* [Tarea]: Continúa, por favor, el fragmento sobre el Nobel a Dylan y la edición de partituras desde su última frase.

El problema es que quizá nadie haya conseguido definir qué es y qué no es «literatura» de un modo que haya sido universalmente aceptado, por lo que, a fin de cuentas, «literatura», al parecer, es todo aquello que la mayor parte de la gente decida que es literatura, y como quienes consideran que las canciones son literatura no son, o no son todavía, mayoría aplastante, de ahí el encendido debate sobre el Nobel a Dylan.

¿Cómo leer entonces a Dylan? Es de suponer que escuchando su música, o en su defecto (como mal menor) leyendo, quienes saben hacerlo, las partituras de sus canciones. Es comprensible la irritación que la concesión del Nobel a un trovador o cantautor ha generado entre los editores, que han perdido la oportunidad de ver cómo las ventas de alguno de sus autores se disparaban, aunque por supuesto habrá otros editores satisfechos con ofrecer biografías y libros con los textos desgajados de la música y seguro que no les irá mal. Pero habría que preguntarse quién edita las partituras de Dylan (que recordaré que están sujetas a derechos de autor, y por tanto quien las transcribe, ya sea de oído o con programas como Sibelius o Finale, y las cuelga en red está despreciándolos).

Y yendo un paso más allá, ¿está la historia de la edición, en tanto que nebulosa disciplina de los estudios culturales, en disposición de abordar adecuadamente la edición de partituras? No parece que los estudios literarios, sociológicos ni antropológicos les hayan dedicado mucha atención, sino que cuando han sido objeto de análisis ha sido en el ámbito de la musicología, pero ¿y si resulta que son publicaciones literarias?

* [Datos mostrados]:
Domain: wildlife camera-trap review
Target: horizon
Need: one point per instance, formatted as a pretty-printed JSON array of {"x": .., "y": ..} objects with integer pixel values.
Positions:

* [Respuesta]:
Dos de los principales editores españoles de partituras, Andreu Vidal i Roger y su hijo Andreu Vidal i Llimona (1844-1912), tuvieron un papel muy destacado en la muy célebre polémica que de desató a finales del siglo XIX en torno a la figura de Richard Wagner y su idea de la «obra total», que tanta influencia tendría sobre la pintura, las artes gráficas, el teatro y, sí, también la literatura del momento, así como, por ejemplo, en el grabado y en la encuadernación de libros (Alexandre de Riquer sería un caso). No es casual que en esta polémica intervinieran literatos como Jeroni Zanné (1873-1934), Adriá Gual (1872-1943), Manuel de Montoliu (1877-1961), Josep de Letamendi (1828-1897) o Joan Maragall (1860-1912), entre otros muchos.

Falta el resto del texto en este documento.